Bitte bearbeiten >>
(a) Beantworten Sie anhand des Beitrags über Lehrpläne und das Lernen folgende Fragen:
(i) Wozu hat das Tamtam um „Kompetenzen" geführt?
(ii) Wohin sollten die Lehrplankommissionen zurückkommen?
(iii) Wie erzeugt das Gehirn Lernen?
(b) Stimmen diese Aussagen mit dem Beitrag über Lehrpläne und das Lernen überein? Antworten Sie jeweils mit Ja oder Nein und zitieren Sie die entscheidenden Worte.
(i) Es muss wieder mehr in weniger Zeit gelernt werden.
(ii) Lernen muss erst gelernt werden.
(iii) Je mehr Wissen ein Kind gelehrt bekommt, desto langsamer lernt es.
(c) Wie könnte der Beitrag über Lehrpläne und das Lernen weitergehen? Führen Sie ihn nach seinem letzten Satz fort.

Ich nicht. Das Tamtam um "Kompetenzen" hat zur Auflösung des klassischen Instruments Lehrplan geführt. Statt den wohlfeinen Vorgaben, was wann wie so und so lange weswegen gelehrt werden soll, verirrt man in prosaischem Gewäsch ohne Anhaltspunkte, was exakt unter den Pseudovorgaben zu verstehen ist.
Das ist für den Stand unserer gesellschaftlichen Bedürfnisse der völlig falsche Weg.
Schule hat klar die Aufgabe der Lehre - Lehrer lehren den Schülern Wissen, Werkzeuge und Methoden. Andernfalls können die kontinuierlich steigenden Anforderungen nicht bewältigt werden; es muß wieder mehr in weniger Zeit gelernt werden.
Statt also unverständlichen Kauderwelsch zu verbreiten, sollten die Lehrplankommissionen zurück zum detaillierten Lehrplanwerk mit Gesetzescharakter kommen.
Andernfalls kann eine möglichst einheitliche, hohe, umfassende Bildung für alle unabhängig von der sozialen und regionalen Herkunft überhaupt nicht erreicht werden.
Lernen lernen
Ein didaktisch hervorragender Professor von mir meint zu der Phrase gerne: "Geht nicht. Zirkelschluß, der gut klingt, aber völliger Schwachsinn ist.".
Er spielt darauf an, daß das Lernen eine komplexe Leistung des Gehirns ist, die nicht durch das gleiche Schema selbst erzeugt werden kann, sondern sich aus unterschiedlichen Quellen speist.
Je mehr Wissen, Kenntnisse und Fähigkeiten ein Kind gelehrt bekommt, desto einfacher und schneller wird es lernen.
Das Gehirn erzeugt Lernen autonom als Überlagerung seines eigenen Wissens.
Lernen braucht deswegen nicht gelernt zu werden;
das beherrschen wir von Anfang an.

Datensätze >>

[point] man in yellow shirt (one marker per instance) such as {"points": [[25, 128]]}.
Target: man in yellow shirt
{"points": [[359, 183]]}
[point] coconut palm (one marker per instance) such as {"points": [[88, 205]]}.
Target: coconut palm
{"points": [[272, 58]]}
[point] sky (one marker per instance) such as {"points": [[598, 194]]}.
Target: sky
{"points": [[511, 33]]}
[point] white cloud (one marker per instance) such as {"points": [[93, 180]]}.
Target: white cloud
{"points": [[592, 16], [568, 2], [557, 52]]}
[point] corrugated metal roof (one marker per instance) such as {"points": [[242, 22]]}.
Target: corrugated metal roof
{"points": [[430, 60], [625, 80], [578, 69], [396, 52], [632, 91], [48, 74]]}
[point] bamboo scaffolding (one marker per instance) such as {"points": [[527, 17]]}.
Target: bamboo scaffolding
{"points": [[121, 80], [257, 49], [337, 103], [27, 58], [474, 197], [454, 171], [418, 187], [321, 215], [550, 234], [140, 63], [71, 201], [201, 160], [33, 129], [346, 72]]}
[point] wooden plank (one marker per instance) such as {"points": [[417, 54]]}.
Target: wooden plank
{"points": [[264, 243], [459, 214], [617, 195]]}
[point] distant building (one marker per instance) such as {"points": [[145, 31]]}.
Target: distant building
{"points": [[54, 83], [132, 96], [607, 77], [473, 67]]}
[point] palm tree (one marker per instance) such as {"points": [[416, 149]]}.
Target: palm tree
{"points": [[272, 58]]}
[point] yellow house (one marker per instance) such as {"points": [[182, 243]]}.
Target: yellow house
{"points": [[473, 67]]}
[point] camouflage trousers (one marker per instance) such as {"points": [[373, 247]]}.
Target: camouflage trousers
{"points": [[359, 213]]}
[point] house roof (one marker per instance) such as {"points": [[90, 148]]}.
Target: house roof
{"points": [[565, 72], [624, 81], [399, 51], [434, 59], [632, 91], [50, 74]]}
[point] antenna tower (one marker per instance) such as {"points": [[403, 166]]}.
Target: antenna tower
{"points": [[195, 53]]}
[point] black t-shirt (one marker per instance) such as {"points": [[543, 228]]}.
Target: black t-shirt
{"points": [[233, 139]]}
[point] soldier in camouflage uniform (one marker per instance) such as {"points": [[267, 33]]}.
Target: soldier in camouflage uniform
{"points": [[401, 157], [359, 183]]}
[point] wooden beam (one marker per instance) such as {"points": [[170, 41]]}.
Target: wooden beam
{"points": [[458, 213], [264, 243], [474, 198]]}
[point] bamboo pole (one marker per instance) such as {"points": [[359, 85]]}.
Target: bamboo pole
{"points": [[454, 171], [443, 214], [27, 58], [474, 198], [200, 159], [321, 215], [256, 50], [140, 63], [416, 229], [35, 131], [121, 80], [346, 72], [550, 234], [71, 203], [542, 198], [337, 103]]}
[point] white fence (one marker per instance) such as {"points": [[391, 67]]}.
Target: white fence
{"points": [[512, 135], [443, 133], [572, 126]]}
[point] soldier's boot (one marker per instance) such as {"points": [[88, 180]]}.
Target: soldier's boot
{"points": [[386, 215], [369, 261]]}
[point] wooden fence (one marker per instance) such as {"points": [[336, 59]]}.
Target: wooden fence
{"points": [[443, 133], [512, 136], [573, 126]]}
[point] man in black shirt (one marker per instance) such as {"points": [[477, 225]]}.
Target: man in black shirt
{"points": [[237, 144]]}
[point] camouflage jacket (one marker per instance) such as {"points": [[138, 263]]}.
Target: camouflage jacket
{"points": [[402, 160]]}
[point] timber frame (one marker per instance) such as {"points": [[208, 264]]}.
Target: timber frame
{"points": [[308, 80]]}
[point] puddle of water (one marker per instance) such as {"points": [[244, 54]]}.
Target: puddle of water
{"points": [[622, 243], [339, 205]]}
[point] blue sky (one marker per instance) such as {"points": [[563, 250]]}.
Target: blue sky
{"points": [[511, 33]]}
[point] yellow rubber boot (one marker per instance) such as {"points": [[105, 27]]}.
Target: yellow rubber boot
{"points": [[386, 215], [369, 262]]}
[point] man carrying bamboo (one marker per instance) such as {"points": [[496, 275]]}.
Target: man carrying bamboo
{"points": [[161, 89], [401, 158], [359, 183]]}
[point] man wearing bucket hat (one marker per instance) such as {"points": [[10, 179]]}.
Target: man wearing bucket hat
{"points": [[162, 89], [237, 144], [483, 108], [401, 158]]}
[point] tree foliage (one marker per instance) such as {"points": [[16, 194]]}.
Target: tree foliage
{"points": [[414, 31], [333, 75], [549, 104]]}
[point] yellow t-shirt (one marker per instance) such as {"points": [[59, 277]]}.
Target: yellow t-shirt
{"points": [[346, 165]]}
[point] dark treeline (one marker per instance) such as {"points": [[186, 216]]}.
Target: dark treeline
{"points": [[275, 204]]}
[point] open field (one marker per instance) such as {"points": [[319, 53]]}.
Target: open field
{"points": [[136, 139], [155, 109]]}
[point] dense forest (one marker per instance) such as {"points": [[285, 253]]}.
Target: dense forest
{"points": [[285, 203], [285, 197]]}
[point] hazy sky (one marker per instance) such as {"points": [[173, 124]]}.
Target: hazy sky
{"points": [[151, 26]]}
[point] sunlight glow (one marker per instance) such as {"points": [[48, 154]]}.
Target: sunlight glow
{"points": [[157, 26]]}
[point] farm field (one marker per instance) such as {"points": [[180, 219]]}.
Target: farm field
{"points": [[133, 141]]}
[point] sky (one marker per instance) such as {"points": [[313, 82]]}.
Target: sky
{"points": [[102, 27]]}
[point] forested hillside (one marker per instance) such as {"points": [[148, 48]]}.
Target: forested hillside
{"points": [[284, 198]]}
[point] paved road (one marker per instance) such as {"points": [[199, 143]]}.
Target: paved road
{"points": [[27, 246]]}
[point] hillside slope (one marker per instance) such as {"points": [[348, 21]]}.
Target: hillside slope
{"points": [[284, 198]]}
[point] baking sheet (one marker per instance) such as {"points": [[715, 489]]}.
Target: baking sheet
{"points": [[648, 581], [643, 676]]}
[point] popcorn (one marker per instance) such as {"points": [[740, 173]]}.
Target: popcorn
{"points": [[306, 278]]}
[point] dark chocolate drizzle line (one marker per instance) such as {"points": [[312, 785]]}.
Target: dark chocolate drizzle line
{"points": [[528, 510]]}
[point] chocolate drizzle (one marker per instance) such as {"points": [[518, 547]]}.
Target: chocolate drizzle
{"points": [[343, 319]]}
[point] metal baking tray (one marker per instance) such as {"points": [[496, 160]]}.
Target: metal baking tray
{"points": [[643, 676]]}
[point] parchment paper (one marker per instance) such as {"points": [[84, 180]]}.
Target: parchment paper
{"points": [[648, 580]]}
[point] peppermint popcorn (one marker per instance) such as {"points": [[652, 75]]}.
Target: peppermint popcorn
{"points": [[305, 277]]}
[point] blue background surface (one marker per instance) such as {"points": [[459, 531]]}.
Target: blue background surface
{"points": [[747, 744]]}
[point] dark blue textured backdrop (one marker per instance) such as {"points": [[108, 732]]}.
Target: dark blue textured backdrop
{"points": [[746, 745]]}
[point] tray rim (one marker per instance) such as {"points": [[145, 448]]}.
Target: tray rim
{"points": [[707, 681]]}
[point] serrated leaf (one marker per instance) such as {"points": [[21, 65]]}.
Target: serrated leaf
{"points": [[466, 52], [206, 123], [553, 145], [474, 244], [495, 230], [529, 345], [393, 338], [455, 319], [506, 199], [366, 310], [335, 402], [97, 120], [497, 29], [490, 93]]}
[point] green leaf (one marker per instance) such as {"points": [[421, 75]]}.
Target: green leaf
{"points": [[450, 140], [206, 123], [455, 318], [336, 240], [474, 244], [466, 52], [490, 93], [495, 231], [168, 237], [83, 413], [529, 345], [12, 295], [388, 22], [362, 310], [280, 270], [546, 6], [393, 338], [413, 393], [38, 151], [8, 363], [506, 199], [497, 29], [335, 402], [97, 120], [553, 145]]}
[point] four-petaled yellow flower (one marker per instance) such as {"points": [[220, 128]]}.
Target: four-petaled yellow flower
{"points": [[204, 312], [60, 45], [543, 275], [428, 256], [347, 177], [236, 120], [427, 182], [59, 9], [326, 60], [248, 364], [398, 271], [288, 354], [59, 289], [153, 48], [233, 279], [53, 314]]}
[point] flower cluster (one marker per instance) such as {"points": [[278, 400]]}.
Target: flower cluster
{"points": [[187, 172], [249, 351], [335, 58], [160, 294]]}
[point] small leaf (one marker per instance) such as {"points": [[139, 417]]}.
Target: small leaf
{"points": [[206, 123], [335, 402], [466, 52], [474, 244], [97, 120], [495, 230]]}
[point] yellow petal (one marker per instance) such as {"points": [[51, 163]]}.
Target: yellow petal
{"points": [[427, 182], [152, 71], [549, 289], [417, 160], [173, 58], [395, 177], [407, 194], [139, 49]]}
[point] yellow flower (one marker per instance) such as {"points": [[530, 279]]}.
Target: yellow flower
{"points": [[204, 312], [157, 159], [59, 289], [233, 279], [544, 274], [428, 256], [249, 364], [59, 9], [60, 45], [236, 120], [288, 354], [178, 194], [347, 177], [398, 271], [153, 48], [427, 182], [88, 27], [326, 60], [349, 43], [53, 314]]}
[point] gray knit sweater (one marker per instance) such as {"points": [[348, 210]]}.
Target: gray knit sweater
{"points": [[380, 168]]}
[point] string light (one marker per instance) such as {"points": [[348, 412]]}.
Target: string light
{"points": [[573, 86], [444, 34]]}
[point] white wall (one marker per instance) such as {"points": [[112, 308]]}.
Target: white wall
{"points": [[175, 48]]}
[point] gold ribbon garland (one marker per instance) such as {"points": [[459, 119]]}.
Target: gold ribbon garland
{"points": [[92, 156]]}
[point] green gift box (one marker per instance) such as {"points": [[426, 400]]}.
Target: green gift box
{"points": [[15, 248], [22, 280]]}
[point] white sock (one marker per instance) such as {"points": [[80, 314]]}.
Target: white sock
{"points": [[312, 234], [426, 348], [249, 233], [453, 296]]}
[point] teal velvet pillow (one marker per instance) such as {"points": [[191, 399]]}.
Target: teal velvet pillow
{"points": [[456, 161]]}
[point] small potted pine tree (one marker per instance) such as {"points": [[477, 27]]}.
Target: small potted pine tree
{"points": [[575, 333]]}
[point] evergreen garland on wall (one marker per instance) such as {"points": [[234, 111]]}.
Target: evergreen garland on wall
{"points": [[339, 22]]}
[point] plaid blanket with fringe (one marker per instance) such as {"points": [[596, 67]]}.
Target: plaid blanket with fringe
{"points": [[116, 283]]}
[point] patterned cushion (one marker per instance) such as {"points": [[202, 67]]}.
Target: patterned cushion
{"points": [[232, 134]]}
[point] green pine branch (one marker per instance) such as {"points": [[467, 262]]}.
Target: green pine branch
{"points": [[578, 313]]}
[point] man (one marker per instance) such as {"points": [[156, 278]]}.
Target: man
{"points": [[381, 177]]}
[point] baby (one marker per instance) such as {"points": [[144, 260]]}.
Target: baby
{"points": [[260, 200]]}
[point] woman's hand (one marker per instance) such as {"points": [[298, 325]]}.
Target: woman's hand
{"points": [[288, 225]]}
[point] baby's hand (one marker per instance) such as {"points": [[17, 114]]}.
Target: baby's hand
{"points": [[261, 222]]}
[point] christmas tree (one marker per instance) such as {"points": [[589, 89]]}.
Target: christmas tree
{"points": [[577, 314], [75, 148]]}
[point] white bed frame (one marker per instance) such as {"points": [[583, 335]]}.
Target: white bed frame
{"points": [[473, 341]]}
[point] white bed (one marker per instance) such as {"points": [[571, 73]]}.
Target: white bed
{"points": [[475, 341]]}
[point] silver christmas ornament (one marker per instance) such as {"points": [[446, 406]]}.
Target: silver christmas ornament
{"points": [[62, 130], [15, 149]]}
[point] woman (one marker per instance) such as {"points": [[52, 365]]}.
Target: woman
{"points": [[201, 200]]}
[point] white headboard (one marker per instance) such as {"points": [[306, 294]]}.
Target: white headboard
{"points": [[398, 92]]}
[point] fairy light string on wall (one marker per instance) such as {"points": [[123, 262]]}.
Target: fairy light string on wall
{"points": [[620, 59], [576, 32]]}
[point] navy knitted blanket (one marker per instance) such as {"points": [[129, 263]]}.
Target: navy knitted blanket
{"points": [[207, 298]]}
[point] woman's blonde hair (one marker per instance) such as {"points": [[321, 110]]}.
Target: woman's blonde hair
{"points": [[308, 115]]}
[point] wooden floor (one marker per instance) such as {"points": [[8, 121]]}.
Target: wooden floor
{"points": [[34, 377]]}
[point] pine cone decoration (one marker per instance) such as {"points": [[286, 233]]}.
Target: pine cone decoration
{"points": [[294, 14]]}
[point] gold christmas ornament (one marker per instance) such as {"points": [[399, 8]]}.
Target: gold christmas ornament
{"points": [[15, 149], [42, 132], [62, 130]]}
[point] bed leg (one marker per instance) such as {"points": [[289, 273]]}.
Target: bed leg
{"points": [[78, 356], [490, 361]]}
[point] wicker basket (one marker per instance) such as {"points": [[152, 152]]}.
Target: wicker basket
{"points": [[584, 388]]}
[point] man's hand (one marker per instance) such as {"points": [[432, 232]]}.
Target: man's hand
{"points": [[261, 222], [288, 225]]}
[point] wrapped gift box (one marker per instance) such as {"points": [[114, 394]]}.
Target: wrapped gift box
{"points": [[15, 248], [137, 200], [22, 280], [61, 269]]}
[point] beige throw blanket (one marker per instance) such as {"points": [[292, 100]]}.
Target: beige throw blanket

Lösungen der Übung >>
(a)
(i) Zur Auflösung des klassischen Instruments Lehrplan.
(ii) Zum detaillierten Lehrplanwerk mit Gesetzescharakter.
(iii) Autonom als Überlagerung seines eigenen Wissens.

(b)
(i) Ja: „es muß wieder mehr in weniger Zeit gelernt werden"
(ii) Nein: „Lernen braucht deswegen nicht gelernt zu werden"
(iii) Nein: „desto einfacher und schneller wird es lernen"

(c)
Auch dürfen offene Unterrichtsformen nicht früh sondern erst spät einsetzen. Je älter ein Kind, desto geringer kann die Lenkung erfolgen, und desto mehr Verantwortung kann verlangt werden, denn das Gehirn fängt von ganz alleine an, eigenständig zu lernen. Voraussetzung dafür ist aber ein hohes, vielseitiges, anwendungsbereites Wissen. Die Verknüpfung der verschiedenen Erkenntnisquellen kann unser Kopf alleine.
Außerdem wehre ich mich auch dagegen, dass Schulen konsequent atheistisch werden.
Religion hat nichts in einer modernen, der Neutralität verpflichteten Staatsschule zu suchen.
Wer an irgendwelche absonderlichen Greise mit schneeweißem Rauschebart im Himmel glauben möchte, soll das gefälligst an einer Klosterschule oder dergleichen tun, aber bitte den atheistischen Normalbürger in Ruhe lassen.
Wir leben in einem säkularen System. Punkt.
Übrigens sprichst du kurz vorher von Moral. Wenn du aber keine Religion willst, musst du von Ethik sprechen!
Falsch.
Ich sprach nicht von Moral sondern von moralischem Unterricht; selbstverständlich ist damit Ethikunterricht gemeint.
Allerspätestens seit Nietzsche ist Moral als Eckpfeiler religiöser Rhetorik Geschichte, eigentlich sogar ganz passé.
(Nietzsche argumentierte ja, Moral existiere überhaupt nicht, sondern sei "jenseits von Gut und Böse".)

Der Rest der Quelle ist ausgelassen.